TO DO ▸ Rewrite the records that begin at the line containing "locate goalkeeper's outstretched" and stop after the line containing "234, 212, 360, 286", renaming "outstretched" to "extended" and leaving everything else unchanged.

Coordinate annotation entries:
++++
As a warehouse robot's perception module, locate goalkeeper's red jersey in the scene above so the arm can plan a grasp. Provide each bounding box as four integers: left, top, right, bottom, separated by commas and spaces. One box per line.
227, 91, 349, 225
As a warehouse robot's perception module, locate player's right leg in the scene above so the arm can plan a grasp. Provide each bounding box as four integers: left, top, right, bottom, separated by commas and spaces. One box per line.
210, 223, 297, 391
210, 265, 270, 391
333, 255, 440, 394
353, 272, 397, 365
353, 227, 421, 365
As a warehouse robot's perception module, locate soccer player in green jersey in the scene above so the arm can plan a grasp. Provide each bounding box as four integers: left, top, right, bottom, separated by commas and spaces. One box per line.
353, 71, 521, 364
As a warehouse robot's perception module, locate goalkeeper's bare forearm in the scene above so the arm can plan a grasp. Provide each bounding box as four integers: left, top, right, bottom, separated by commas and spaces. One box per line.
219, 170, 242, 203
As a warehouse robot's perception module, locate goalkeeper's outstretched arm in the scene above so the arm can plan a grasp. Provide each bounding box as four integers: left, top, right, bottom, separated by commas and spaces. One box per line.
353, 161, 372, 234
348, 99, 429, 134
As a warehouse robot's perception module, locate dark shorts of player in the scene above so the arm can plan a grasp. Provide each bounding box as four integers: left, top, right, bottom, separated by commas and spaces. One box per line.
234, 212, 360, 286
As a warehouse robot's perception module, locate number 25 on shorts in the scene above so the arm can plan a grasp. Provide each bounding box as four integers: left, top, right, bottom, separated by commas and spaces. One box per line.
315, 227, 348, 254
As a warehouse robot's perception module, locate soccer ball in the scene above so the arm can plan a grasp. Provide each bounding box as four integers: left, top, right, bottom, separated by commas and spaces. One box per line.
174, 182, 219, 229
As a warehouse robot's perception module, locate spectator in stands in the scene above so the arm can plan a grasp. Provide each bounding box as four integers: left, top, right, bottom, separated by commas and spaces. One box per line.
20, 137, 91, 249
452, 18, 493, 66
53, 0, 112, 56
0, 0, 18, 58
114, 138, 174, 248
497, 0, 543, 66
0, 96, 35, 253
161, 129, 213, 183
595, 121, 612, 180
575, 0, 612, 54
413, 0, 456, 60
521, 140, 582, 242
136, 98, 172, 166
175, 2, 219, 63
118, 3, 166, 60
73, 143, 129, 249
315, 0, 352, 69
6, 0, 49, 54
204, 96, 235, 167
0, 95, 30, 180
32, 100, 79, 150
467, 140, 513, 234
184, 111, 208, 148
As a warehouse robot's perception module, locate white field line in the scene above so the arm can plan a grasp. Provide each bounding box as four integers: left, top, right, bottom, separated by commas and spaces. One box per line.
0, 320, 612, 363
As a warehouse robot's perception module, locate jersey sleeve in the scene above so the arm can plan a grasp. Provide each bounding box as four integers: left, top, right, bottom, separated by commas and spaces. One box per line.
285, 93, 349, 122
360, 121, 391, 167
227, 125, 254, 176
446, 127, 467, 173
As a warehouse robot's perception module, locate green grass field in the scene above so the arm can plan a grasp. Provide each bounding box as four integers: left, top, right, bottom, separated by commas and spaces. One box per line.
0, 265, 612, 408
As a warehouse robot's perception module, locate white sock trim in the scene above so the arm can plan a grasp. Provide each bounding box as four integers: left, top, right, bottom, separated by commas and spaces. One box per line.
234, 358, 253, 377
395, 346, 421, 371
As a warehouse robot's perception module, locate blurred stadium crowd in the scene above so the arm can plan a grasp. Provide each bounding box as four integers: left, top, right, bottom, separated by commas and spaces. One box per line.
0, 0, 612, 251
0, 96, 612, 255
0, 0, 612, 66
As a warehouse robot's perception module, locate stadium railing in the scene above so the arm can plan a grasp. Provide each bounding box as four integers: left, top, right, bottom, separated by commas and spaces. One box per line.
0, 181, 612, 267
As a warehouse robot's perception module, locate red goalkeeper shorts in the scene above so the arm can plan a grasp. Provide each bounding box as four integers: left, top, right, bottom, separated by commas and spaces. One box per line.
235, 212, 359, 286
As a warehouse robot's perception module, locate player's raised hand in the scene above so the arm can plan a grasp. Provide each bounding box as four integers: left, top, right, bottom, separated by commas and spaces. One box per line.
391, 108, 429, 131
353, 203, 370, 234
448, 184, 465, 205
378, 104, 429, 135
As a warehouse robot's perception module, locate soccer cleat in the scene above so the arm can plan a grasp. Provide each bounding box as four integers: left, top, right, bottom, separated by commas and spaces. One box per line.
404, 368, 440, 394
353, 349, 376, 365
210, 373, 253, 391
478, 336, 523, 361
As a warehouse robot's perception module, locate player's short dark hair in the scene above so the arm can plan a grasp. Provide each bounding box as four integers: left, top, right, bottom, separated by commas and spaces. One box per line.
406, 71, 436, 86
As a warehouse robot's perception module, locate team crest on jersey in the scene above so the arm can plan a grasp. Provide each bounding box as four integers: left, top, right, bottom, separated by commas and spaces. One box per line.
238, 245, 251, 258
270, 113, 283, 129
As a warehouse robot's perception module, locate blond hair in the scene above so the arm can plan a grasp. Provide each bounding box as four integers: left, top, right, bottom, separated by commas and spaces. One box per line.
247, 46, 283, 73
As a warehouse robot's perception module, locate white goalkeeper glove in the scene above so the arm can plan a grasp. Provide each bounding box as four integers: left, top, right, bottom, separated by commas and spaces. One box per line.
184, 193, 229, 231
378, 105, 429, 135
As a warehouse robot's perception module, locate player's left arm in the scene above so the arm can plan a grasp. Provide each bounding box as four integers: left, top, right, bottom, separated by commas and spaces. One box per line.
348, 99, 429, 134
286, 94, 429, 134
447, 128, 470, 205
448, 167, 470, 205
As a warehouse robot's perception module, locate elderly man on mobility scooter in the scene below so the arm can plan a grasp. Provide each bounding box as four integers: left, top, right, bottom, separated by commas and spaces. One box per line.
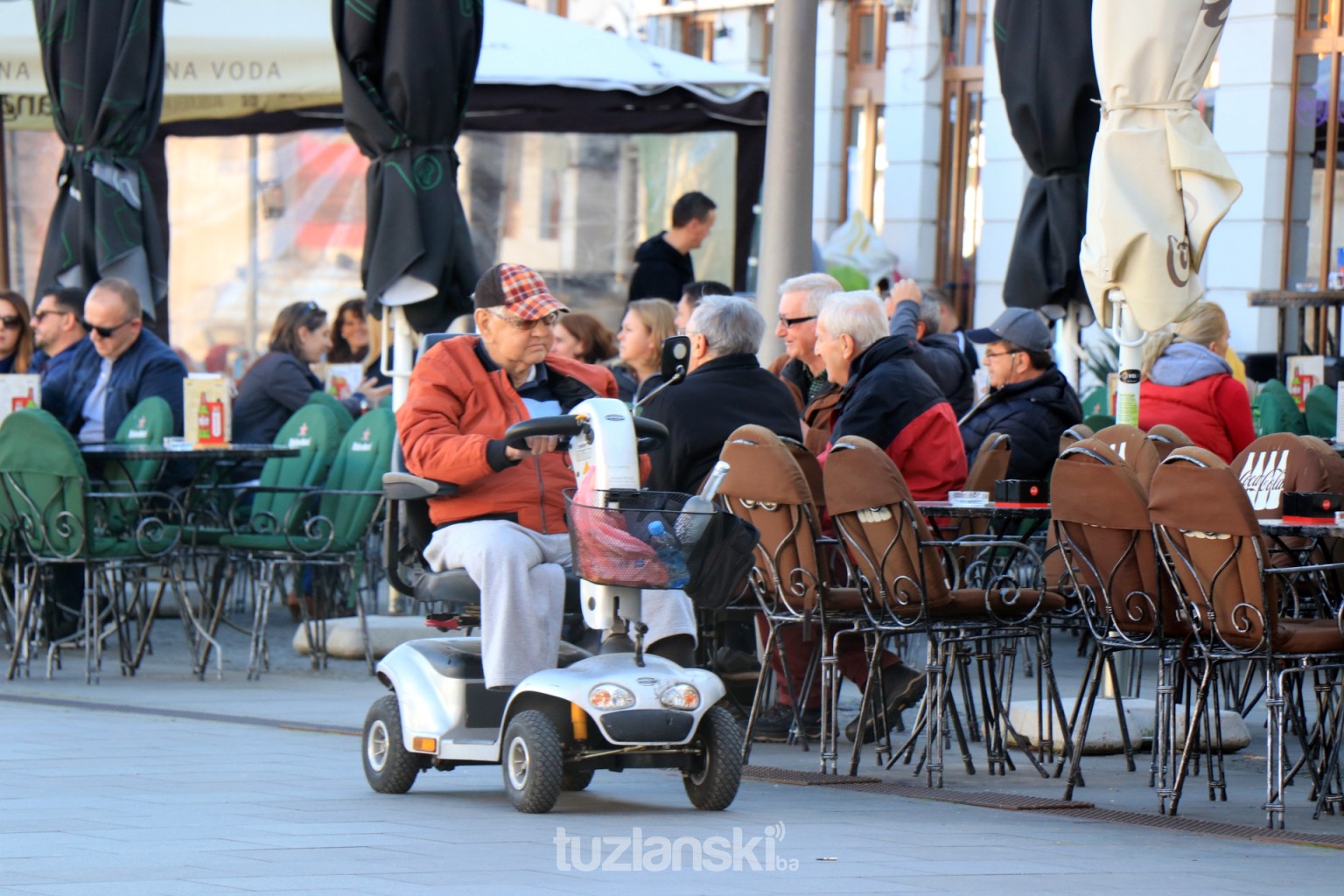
364, 264, 754, 813
396, 264, 695, 690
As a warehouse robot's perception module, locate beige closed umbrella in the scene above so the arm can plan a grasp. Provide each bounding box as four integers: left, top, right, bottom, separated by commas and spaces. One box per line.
1079, 0, 1242, 424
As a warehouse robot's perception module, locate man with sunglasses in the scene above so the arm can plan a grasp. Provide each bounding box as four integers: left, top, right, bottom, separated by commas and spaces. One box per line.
961, 308, 1083, 480
42, 276, 187, 442
770, 274, 843, 454
32, 286, 88, 387
396, 264, 695, 690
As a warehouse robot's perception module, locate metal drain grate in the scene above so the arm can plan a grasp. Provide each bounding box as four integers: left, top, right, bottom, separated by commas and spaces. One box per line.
1059, 806, 1344, 849
742, 766, 882, 790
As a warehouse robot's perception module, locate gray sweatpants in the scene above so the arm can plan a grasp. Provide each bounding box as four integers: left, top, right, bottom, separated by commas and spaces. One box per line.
424, 520, 696, 688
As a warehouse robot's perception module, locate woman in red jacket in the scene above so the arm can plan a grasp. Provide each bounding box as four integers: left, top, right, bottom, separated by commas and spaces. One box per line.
1138, 302, 1256, 464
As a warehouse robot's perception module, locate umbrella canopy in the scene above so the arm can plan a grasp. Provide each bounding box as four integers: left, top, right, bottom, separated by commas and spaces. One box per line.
332, 0, 484, 332
33, 0, 168, 317
1081, 0, 1242, 332
995, 0, 1101, 326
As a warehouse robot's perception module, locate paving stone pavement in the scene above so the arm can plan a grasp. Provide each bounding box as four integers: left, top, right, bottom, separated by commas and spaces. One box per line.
0, 606, 1344, 896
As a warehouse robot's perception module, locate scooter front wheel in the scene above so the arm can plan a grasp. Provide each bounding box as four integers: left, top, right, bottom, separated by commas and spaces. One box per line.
502, 710, 564, 813
682, 707, 742, 811
364, 693, 424, 794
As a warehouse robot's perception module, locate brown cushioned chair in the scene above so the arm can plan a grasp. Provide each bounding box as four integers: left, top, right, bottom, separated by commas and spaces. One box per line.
719, 424, 867, 773
1050, 438, 1188, 806
824, 435, 1065, 786
1149, 445, 1344, 828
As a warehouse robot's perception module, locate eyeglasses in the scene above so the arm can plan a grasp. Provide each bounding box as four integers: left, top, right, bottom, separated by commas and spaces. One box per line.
486, 308, 561, 332
88, 317, 140, 339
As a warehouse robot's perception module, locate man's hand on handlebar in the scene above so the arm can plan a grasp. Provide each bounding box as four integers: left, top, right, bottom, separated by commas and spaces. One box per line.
504, 435, 561, 461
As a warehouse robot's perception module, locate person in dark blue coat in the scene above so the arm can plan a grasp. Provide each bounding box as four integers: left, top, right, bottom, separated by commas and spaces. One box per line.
42, 276, 187, 442
961, 308, 1083, 480
640, 296, 802, 493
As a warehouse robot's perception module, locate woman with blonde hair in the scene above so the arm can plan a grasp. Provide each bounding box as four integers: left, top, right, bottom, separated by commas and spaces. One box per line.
0, 289, 32, 374
1138, 302, 1256, 464
615, 298, 676, 402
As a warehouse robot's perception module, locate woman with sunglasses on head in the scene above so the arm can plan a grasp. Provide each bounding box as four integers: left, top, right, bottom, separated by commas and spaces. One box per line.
615, 298, 676, 400
326, 298, 393, 386
0, 290, 32, 374
234, 302, 391, 444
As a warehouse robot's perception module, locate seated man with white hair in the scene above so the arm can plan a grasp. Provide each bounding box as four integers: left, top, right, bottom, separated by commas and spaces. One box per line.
817, 290, 966, 501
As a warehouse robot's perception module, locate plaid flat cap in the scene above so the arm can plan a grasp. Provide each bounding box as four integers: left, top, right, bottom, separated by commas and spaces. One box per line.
472, 263, 570, 321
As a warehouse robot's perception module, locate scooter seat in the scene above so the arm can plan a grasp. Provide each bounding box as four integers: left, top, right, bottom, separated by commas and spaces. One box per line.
407, 570, 579, 612
411, 638, 592, 681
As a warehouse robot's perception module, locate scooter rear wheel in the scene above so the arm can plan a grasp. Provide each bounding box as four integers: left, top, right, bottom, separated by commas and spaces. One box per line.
363, 693, 424, 794
682, 707, 742, 811
500, 710, 564, 813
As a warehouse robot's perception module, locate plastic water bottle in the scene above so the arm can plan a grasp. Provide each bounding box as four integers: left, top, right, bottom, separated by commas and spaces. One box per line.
649, 520, 691, 588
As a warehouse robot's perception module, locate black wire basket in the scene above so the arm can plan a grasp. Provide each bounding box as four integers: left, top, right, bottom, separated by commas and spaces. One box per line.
564, 489, 720, 588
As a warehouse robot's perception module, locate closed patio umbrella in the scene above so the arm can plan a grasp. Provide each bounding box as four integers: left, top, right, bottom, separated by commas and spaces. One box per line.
33, 0, 168, 318
1081, 0, 1242, 424
332, 0, 482, 333
995, 0, 1101, 326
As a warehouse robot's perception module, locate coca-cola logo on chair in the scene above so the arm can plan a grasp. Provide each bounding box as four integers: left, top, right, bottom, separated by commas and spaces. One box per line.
1241, 449, 1287, 510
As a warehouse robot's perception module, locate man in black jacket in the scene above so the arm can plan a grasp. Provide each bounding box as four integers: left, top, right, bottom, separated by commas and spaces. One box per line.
640, 296, 802, 493
961, 308, 1083, 480
887, 279, 976, 417
630, 193, 717, 304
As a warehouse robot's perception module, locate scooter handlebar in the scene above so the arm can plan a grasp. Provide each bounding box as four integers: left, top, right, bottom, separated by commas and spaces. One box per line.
504, 414, 668, 452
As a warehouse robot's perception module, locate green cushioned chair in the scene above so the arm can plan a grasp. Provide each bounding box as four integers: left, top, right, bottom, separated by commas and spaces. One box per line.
220, 409, 396, 677
1083, 386, 1110, 416
0, 409, 187, 682
1083, 414, 1116, 432
299, 392, 355, 438
187, 403, 348, 547
1306, 384, 1339, 439
1256, 380, 1306, 435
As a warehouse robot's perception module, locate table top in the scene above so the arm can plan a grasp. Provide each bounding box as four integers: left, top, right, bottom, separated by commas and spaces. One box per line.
1261, 520, 1344, 539
915, 501, 1050, 520
1246, 289, 1344, 308
80, 442, 298, 461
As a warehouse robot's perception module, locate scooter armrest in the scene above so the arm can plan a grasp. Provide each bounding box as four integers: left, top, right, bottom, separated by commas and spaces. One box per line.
383, 472, 458, 501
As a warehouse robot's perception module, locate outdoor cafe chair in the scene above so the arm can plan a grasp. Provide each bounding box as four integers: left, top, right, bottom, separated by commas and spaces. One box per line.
719, 424, 871, 773
0, 409, 191, 682
1059, 424, 1093, 454
1148, 424, 1194, 464
1093, 424, 1158, 492
1050, 438, 1188, 805
1149, 447, 1344, 828
219, 409, 396, 678
825, 435, 1068, 788
181, 403, 344, 676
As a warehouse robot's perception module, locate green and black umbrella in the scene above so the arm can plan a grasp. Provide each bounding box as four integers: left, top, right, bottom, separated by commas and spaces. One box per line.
332, 0, 484, 333
33, 0, 168, 317
995, 0, 1101, 322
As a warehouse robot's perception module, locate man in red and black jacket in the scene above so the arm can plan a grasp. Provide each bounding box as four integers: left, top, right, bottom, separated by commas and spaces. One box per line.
817, 290, 966, 501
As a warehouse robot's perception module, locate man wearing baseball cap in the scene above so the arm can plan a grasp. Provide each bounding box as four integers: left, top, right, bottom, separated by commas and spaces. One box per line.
396, 264, 695, 690
961, 308, 1083, 480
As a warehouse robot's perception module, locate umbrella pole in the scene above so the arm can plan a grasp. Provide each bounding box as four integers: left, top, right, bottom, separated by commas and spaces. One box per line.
1106, 289, 1148, 426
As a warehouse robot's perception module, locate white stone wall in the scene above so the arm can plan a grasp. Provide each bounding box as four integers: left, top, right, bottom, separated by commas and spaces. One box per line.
871, 3, 942, 284
1201, 0, 1296, 354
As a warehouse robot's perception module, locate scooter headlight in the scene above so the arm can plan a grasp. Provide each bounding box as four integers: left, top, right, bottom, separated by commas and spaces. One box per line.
659, 681, 700, 710
589, 682, 634, 710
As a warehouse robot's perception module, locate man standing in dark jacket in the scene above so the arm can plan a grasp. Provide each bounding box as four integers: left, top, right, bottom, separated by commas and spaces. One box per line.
630, 193, 717, 304
887, 279, 976, 416
961, 308, 1083, 480
640, 296, 802, 493
42, 276, 187, 442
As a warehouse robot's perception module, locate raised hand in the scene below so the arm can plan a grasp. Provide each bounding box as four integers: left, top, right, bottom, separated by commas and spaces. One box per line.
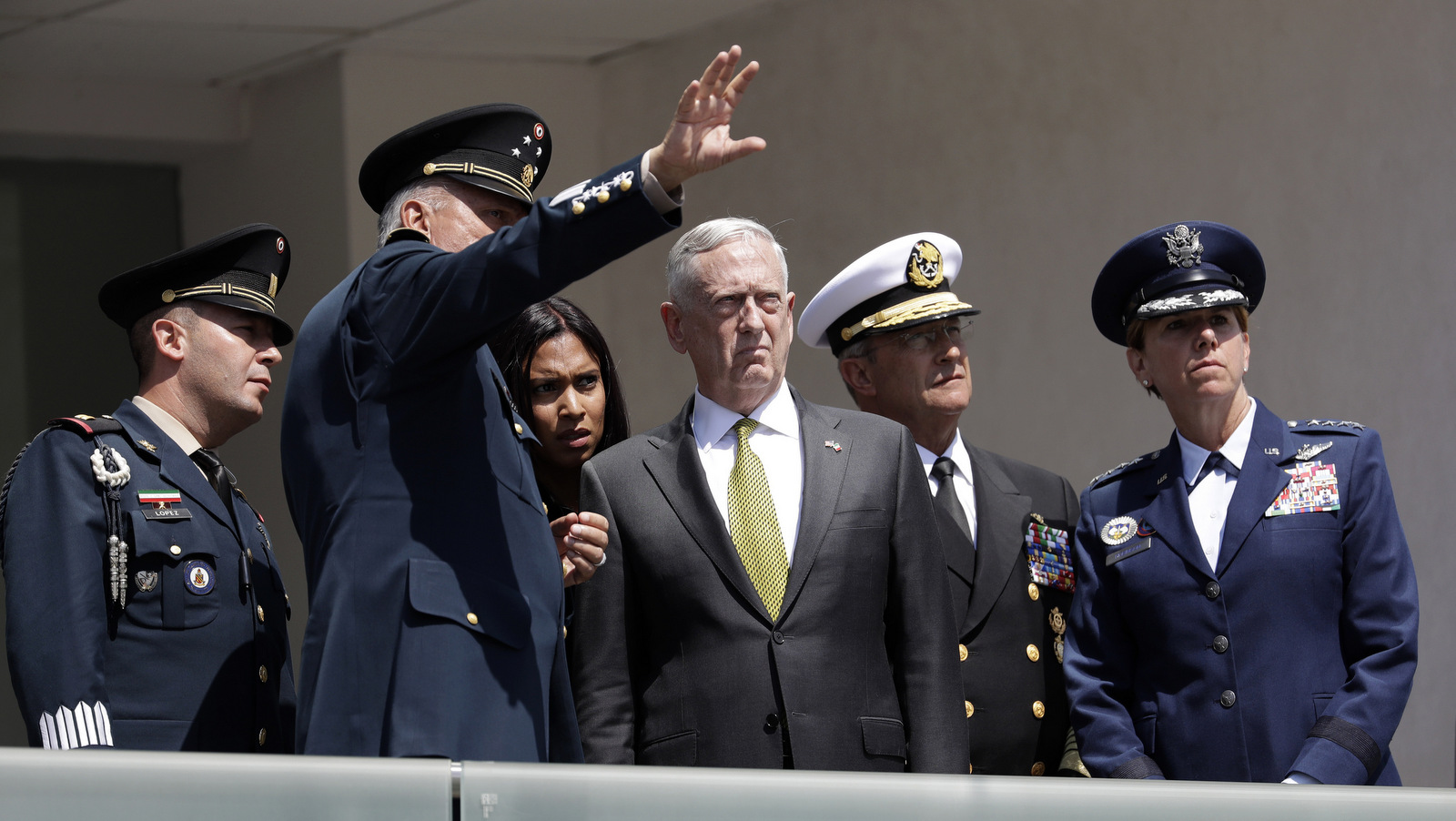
++++
THE ANSWER ▸
As a warehouse robot's perception module, locate goalkeeper's extended arm in the scene above so the arm can plan a grasp. Provide each bounding box as four integers: left, top, right, bottom, separated by commas and spaces. One box per line.
353, 161, 372, 234
348, 99, 429, 134
As a warehouse robot's perception module, locate dark shorts of player in the scene above so the arm can plan a grasp. Provide each bounding box as four integers: left, top, right, bottom, separated by commas and spaces. One box per line.
234, 212, 360, 286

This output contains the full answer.